### Task objective
Locate every line in the listing below that contains the string "jacket", and copy each of those lines in full.

### Data shown
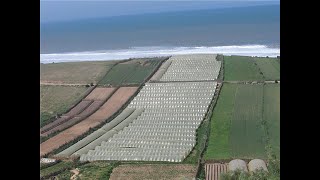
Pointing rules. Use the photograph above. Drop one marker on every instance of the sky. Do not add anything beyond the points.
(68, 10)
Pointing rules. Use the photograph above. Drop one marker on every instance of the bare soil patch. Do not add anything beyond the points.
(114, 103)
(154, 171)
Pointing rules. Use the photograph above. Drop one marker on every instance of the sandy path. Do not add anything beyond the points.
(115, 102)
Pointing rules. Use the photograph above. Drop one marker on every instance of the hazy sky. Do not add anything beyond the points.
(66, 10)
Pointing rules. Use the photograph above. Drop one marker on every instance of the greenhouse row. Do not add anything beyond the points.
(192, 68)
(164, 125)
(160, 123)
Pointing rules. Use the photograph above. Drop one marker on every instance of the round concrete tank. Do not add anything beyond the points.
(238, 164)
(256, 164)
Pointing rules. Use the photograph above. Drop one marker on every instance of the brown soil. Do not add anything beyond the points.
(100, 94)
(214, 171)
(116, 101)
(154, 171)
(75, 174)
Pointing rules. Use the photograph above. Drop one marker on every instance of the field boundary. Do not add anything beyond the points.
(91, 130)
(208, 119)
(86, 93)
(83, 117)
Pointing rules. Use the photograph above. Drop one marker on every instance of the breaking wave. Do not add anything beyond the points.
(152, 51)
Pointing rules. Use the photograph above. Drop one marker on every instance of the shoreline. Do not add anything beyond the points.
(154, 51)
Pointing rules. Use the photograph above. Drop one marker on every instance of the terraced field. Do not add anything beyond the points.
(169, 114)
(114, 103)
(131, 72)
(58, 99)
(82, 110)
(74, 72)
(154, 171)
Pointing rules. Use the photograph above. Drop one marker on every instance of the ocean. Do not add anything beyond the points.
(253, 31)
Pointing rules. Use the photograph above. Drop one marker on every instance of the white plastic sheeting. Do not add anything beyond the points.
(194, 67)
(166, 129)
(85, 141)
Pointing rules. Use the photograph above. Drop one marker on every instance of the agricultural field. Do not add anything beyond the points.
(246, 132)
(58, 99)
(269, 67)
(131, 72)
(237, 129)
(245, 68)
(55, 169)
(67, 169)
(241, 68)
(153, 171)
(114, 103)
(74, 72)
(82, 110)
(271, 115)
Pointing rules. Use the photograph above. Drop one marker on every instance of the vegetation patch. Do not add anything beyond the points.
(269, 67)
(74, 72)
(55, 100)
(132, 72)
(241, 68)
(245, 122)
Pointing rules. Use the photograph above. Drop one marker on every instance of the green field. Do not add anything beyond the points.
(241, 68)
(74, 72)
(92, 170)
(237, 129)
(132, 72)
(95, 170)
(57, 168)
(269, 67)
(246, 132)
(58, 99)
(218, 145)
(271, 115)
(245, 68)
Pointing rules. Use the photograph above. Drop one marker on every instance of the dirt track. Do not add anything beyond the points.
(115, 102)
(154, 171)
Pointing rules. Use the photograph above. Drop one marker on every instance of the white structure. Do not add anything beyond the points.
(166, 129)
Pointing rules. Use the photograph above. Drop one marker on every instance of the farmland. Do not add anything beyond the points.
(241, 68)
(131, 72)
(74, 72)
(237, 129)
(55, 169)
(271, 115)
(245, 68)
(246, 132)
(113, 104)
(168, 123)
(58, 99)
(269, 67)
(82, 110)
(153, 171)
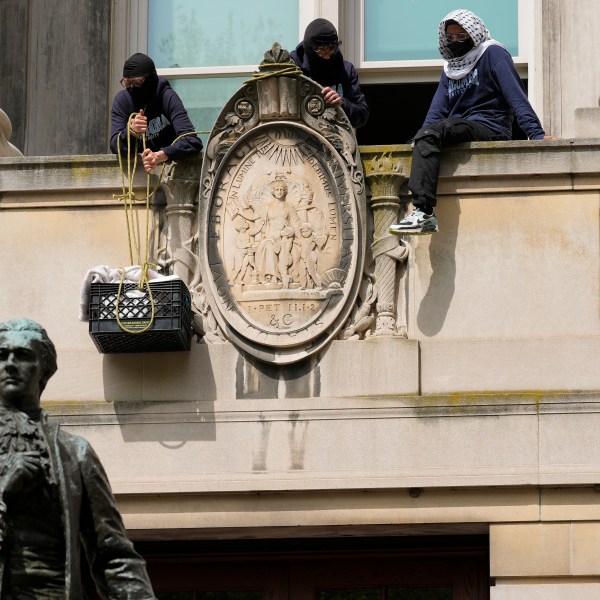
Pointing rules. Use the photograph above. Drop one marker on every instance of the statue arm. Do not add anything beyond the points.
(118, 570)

--

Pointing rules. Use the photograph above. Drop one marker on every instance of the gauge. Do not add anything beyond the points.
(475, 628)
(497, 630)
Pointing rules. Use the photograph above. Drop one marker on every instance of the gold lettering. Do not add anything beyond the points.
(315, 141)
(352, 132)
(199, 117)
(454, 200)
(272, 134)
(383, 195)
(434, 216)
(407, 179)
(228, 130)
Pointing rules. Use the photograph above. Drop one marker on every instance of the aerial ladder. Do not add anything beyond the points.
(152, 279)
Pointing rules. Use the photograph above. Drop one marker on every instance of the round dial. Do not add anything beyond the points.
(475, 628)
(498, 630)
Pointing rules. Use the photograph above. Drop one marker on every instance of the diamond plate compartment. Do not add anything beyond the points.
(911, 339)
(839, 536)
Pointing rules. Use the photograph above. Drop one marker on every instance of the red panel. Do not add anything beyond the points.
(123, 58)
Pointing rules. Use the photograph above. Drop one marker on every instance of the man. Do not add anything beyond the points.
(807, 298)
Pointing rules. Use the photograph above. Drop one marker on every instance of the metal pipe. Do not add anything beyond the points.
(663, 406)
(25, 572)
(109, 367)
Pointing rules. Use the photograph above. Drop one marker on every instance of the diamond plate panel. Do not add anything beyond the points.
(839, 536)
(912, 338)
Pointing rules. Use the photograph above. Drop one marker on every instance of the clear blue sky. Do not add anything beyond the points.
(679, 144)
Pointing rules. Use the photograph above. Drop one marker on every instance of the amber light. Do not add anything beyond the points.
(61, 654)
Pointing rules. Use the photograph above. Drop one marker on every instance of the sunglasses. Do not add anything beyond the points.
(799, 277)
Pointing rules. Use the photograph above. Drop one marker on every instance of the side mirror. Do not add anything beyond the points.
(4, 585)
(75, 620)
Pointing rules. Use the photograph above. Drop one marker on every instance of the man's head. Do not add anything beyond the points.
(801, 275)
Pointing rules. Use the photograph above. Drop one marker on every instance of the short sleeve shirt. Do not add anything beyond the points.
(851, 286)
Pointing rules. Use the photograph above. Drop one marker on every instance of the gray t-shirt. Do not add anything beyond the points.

--

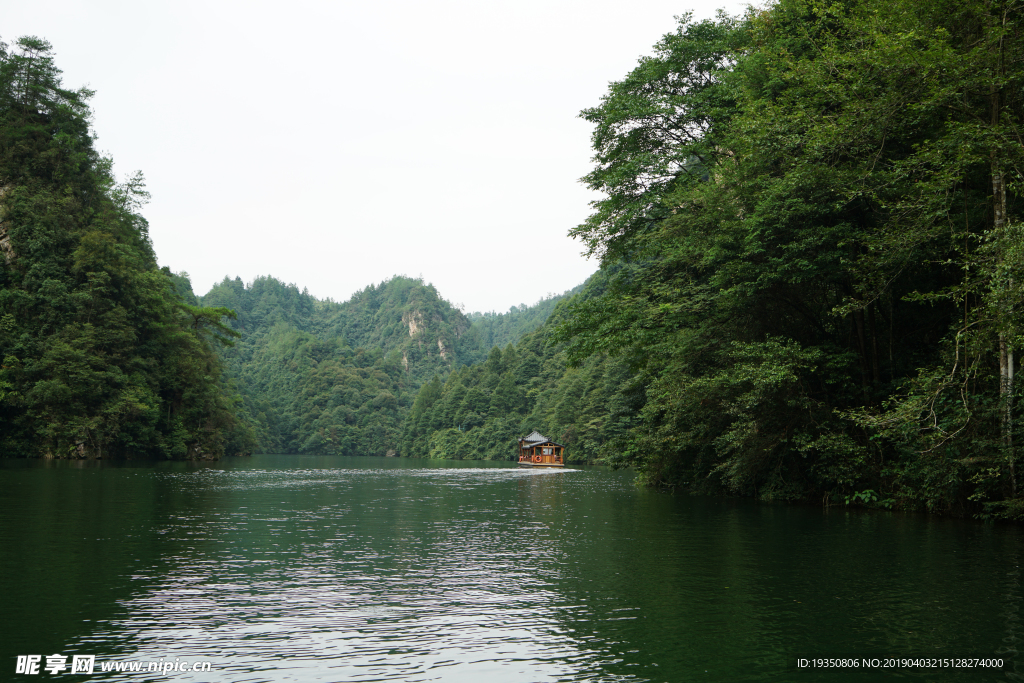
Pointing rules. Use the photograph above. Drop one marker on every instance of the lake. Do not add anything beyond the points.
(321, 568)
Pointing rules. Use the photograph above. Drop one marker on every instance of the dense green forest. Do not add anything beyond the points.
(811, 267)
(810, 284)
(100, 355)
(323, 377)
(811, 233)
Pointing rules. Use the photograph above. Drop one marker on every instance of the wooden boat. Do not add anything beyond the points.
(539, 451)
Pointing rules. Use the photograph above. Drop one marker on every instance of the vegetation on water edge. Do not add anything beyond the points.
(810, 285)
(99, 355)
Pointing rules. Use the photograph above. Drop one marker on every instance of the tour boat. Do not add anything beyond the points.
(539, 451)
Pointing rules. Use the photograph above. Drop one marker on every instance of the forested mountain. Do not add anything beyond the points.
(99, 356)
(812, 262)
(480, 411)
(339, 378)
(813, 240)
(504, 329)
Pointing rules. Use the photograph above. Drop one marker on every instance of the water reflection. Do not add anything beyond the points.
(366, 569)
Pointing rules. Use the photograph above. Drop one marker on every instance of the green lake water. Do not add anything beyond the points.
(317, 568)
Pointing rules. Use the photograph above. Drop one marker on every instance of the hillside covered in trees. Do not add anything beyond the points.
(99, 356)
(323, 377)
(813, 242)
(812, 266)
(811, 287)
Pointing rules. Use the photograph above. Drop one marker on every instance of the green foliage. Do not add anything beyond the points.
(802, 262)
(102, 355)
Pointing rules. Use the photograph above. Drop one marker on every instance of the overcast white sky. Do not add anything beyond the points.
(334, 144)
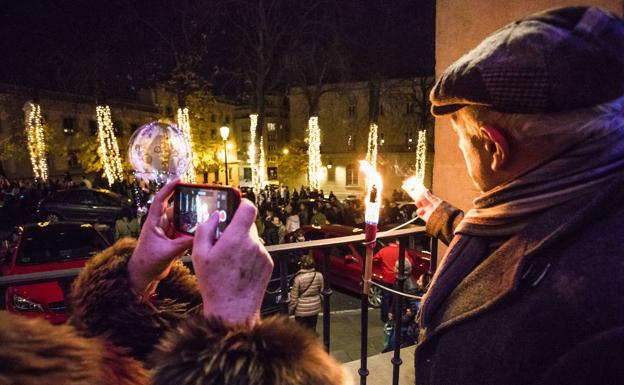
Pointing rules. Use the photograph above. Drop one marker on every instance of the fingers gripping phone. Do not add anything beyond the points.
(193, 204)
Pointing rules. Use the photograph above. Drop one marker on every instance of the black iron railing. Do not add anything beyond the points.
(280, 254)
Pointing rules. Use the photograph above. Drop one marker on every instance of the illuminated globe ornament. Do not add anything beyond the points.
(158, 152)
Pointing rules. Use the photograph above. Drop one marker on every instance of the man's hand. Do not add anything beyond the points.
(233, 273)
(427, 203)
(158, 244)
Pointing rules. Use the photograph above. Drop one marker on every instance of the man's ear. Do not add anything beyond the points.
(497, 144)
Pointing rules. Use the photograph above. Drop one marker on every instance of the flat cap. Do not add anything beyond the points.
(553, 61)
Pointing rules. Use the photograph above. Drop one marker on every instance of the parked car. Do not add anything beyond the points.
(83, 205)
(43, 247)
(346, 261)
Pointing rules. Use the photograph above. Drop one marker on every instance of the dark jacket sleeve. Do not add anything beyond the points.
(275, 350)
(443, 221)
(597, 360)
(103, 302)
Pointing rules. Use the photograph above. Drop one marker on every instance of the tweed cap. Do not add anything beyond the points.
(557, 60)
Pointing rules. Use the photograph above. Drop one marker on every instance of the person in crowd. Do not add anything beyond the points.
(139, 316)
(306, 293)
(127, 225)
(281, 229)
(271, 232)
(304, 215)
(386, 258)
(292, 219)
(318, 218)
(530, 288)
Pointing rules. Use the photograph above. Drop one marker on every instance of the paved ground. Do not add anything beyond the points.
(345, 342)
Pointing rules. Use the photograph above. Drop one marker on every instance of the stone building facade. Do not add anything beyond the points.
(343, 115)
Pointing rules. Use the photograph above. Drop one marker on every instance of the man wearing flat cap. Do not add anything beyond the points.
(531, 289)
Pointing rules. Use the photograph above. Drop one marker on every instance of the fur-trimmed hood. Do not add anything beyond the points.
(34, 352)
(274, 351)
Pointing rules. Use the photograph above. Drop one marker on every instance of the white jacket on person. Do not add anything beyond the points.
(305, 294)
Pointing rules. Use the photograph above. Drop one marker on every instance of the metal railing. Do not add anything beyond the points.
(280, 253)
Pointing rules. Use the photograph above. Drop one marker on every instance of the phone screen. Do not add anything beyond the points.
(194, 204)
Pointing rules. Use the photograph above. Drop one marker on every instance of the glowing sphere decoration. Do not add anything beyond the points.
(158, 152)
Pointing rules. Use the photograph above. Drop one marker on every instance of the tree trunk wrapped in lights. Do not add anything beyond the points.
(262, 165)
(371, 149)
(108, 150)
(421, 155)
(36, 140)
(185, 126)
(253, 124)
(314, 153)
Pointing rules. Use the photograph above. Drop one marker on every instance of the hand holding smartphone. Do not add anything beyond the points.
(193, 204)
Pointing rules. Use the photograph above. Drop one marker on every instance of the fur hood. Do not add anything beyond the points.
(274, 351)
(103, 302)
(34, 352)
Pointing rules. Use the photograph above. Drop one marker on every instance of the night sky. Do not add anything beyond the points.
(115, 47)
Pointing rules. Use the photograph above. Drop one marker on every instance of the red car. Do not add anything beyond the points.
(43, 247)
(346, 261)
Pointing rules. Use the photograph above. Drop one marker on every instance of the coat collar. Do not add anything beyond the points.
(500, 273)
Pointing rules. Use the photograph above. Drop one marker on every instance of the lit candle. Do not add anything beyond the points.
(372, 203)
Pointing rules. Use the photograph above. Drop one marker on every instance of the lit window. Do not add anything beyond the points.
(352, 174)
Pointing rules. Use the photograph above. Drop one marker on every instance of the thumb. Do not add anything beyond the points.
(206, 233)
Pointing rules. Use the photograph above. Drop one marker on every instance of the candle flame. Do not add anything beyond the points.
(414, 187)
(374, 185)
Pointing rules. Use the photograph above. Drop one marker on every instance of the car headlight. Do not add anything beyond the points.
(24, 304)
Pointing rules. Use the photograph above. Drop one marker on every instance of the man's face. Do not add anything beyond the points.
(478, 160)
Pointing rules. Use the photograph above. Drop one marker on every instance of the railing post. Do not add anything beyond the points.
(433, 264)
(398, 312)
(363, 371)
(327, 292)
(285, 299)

### Written response
Pointing rules. Use the photograph above. Drop one marker on every instance of the dark jacket sleeve. Do not add anything beyond the points.
Pointing rules. Use the photograph above. Drop one marker on every instance of the white jacket on person. Do not add anything beyond the points.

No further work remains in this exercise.